Stated goal:
Can you transcribe, word for word, the part of the news article on Yahoo's email scanning starting with "Yahoo Inc. last" and going on through "to people familiar with the matter."?

Excerpted text:
Accessibility links

Breaking News
USA

Sources: Yahoo Secretly Scanned Millions of Emails for NSA, FBI


FILE - Yahoo's headquarters in Sunnyvale, California, in Jan. 14, 2015. The internet company built a software program last year to secretly search hundreds of millions of emails at the U.S. government's request, sources said.
FILE - Yahoo's headquarters in Sunnyvale, California, in Jan. 14, 2015. The internet company built a software program last year to secretly search hundreds of millions of emails at the U.S. government's request, sources said.

Yahoo Inc. last year secretly built a custom software program to search all of its customers' incoming emails for specific information sought by U.S. intelligence officials, according to people familiar with the matter.

The company complied with a classified U.S. government directive, scanning hundreds of millions of Yahoo Mail accounts at the behest of the National Security Agency or FBI, said two former employees and a third person apprised of the events.

Some surveillance experts said this is the first known case of a U.S. internet company agreeing to a spy agency's demand by searching all arriving messages, as opposed to examining stored messages or scanning a small number of accounts in real time.

It is not known what information intelligence officials were looking for, only that they wanted Yahoo to search for a set of characters. That could mean a phrase in an email or an attachment, said the sources, who did not want to be identified.

Reuters was unable to determine what data Yahoo may have handed over, if any, and if intelligence officials had approached other email providers with this kind of request.

FILE - Yahoo president and CEO Marissa Mayer speaks during the International Consumer Electronics Show in Las Vegas.
FILE - Yahoo president and CEO Marissa Mayer speaks during the International Consumer Electronics Show in Las Vegas.

According to the two former employees, Yahoo Chief Executive Marissa Mayer's decision to obey the directive roiled some senior executives and led to the June 2015 departure of Chief Information Security Officer Alex Stamos, who now holds the top security job at Facebook Inc.

“Yahoo is a law abiding company, and complies with the laws of the United States," the company said in a brief statement in response to Reuters questions. Yahoo declined any further comment.

Through a Facebook spokesman, Stamos declined a request for an interview.

The NSA referred questions to the Office of the Director of National Intelligence, which declined to comment.

The demand to search Yahoo Mail accounts came in the form of a classified directive sent to the company's legal team, according to the three people familiar with the matter. U.S. phone and Internet companies are known to have handed over bulk customer data to intelligence agencies.

But some former government officials and private surveillance experts said they had not previously seen either such a broad directive for real-time Web collection or one that required the creation of a new computer program.

“I've never seen that, a wiretap in real time on a ‘selector,’ ” said Albert Gidari, a lawyer who represented phone and internet companies on surveillance issues for 20 years before moving to Stanford University this year. “It would be really difficult for a provider to do that,” he added.

A selector refers to a type of search term used to zero in on specific information.

Experts said it is likely the NSA or FBI approached other internet companies with the same demand, because they apparently did not know what email accounts the target was using. The NSA usually makes requests for domestic surveillance through the FBI, so it is hard to know which agency is seeking the information.

Available data:
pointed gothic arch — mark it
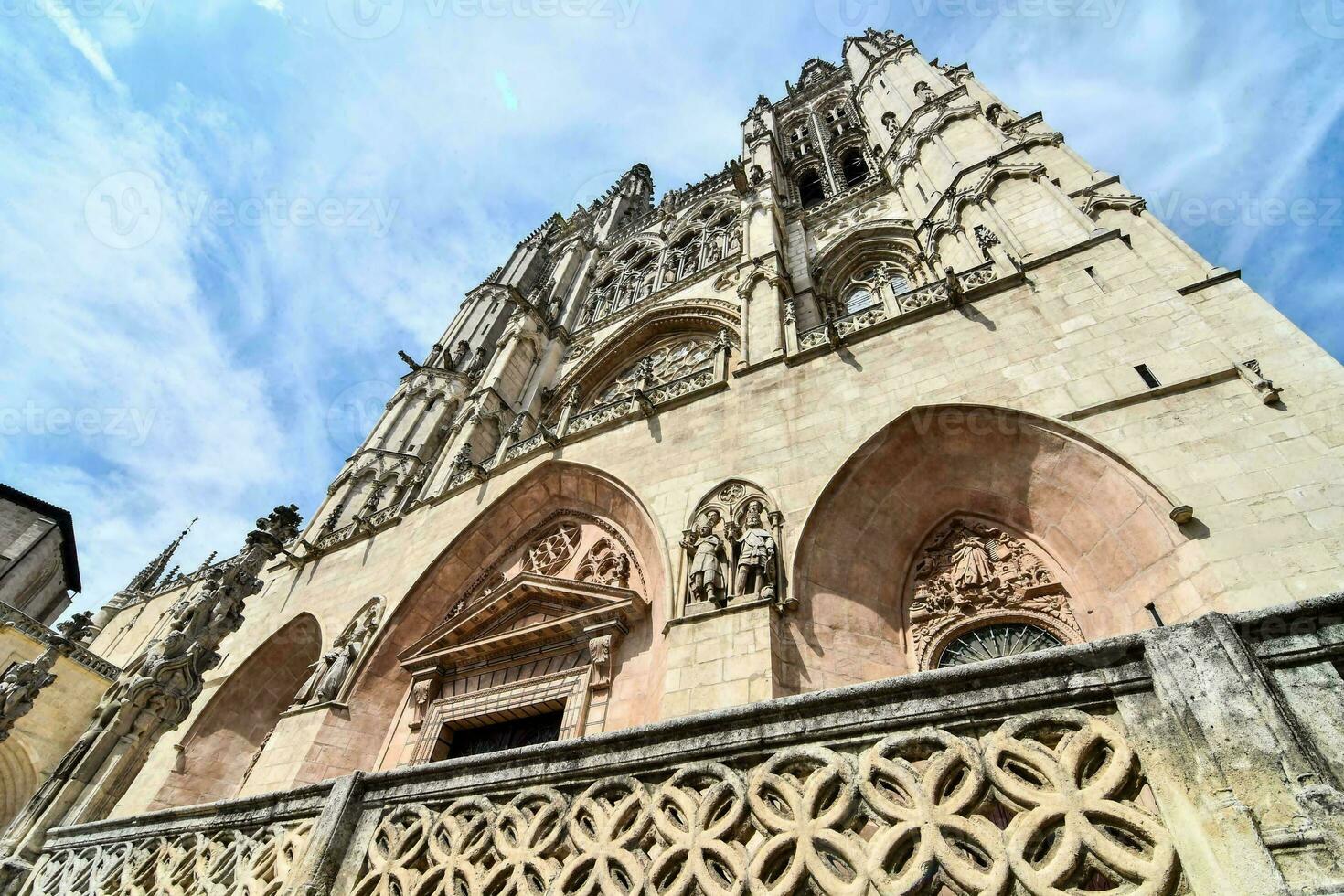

Written answer:
Yahoo Inc. last year secretly built a custom software program to search all of its customers' incoming emails for specific information sought by U.S. intelligence officials, according to people familiar with the matter.